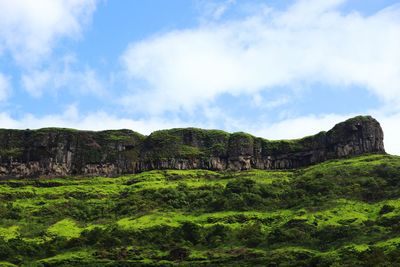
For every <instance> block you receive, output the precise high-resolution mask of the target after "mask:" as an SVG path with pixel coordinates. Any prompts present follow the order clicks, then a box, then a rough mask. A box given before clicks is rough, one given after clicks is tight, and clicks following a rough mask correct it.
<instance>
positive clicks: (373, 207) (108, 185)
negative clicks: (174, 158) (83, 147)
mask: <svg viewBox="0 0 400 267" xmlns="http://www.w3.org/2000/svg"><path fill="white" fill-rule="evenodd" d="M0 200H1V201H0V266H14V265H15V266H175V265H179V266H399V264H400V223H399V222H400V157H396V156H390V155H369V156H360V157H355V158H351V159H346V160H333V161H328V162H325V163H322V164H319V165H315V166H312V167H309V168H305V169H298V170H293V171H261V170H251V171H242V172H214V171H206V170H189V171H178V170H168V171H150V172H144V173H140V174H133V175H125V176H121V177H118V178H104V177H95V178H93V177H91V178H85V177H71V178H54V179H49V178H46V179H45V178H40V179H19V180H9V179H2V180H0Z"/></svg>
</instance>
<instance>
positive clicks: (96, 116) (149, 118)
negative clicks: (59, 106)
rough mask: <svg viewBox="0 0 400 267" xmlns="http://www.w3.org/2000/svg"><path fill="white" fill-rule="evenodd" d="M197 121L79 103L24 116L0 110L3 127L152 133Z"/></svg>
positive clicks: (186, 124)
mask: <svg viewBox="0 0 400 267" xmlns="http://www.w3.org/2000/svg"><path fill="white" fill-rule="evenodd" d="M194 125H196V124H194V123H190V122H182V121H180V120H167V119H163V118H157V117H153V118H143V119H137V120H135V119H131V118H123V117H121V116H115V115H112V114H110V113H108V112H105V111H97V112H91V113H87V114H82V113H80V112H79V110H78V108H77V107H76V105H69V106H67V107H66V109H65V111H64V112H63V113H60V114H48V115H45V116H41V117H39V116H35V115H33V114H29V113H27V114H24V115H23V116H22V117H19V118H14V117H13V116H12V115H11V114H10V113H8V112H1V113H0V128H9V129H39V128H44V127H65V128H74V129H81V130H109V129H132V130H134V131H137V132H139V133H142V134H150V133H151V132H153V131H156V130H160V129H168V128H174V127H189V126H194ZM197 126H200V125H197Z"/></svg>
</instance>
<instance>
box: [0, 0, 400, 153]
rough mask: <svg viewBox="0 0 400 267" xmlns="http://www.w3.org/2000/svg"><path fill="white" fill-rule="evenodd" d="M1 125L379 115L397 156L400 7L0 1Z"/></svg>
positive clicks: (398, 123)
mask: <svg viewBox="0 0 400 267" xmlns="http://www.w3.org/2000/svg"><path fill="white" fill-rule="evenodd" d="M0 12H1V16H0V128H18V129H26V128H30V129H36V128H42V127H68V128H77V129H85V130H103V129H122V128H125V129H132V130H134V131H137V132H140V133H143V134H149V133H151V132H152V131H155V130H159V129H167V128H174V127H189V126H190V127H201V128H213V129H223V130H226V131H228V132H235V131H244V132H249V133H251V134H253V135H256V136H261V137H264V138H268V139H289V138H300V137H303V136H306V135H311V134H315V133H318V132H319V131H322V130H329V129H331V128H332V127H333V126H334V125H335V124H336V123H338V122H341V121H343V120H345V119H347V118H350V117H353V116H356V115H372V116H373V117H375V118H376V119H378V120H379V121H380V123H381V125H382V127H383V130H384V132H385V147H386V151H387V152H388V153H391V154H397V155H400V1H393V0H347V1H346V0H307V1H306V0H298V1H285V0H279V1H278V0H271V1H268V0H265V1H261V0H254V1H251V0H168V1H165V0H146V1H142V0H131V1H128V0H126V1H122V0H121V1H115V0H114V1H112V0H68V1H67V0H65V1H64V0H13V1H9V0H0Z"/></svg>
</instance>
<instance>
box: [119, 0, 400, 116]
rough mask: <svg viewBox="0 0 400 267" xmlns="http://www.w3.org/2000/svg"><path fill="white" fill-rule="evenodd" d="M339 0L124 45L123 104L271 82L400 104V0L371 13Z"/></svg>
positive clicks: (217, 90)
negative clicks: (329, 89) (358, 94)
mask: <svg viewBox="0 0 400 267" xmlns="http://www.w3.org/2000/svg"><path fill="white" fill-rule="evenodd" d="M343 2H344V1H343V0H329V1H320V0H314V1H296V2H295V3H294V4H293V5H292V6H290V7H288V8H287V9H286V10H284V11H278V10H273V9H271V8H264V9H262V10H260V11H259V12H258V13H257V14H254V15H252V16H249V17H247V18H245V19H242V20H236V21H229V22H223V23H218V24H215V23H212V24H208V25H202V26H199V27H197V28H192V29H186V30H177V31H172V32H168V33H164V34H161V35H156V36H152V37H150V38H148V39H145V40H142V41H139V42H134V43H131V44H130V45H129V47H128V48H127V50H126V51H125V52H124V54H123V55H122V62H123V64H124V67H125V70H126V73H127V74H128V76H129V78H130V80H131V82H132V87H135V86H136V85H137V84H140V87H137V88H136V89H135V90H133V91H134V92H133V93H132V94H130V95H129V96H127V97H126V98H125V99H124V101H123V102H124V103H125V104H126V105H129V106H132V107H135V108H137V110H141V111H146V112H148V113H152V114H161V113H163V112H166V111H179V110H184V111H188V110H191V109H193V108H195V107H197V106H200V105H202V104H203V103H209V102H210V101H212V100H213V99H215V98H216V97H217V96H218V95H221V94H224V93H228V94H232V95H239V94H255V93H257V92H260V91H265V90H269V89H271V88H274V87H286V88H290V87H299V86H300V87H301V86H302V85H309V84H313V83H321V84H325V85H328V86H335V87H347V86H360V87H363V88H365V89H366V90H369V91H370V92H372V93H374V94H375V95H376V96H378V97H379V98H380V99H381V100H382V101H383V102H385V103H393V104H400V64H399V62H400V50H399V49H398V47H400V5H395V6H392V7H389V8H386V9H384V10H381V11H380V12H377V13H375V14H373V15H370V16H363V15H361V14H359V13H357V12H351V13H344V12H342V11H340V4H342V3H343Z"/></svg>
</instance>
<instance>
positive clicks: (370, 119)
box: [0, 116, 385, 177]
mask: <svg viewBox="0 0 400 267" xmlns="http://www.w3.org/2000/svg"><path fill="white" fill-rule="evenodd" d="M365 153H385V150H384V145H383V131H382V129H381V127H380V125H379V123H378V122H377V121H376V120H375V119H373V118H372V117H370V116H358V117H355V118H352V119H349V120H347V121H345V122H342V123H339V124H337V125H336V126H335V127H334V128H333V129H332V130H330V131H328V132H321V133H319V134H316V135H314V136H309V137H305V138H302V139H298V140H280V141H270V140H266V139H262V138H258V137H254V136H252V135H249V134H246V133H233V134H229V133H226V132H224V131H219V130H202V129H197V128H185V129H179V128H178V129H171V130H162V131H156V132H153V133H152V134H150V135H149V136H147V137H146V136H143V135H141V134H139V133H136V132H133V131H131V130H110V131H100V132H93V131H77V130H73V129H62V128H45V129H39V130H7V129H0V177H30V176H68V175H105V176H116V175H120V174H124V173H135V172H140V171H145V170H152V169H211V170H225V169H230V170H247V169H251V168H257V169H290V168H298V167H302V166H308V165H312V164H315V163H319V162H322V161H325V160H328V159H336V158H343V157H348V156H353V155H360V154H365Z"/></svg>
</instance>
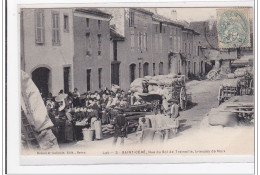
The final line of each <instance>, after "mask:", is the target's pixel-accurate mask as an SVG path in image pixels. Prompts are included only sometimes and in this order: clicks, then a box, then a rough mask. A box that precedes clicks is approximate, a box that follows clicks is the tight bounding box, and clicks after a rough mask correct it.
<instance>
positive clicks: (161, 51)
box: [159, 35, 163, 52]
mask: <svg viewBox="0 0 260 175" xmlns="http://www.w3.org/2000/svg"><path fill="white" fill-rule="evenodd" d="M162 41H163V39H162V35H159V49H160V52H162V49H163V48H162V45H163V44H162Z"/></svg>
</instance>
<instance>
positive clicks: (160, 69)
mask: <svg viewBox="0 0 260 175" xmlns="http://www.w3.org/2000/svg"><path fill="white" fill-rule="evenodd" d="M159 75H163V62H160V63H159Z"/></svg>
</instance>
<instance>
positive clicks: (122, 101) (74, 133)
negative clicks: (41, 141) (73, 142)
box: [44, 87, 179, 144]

————————

> _Your goal_
Edit the material above from its start down through the line containing "negative clicks: (174, 158) (83, 147)", replacing "clicks" with "points" and leaving everything else unchanged. Give only those lines, without the picture.

> _Exercise response_
For every <instance> block you receive, output the precise high-resolution mask of the target after "mask:" as an SVG path with pixel coordinates. Any prompts present follow the order points, then a box, then a rough mask. A box given before points is rough, one given after points is tight, and points following a rough mask correct it.
<instance>
positive points: (373, 207) (108, 185)
negative points: (174, 158) (83, 147)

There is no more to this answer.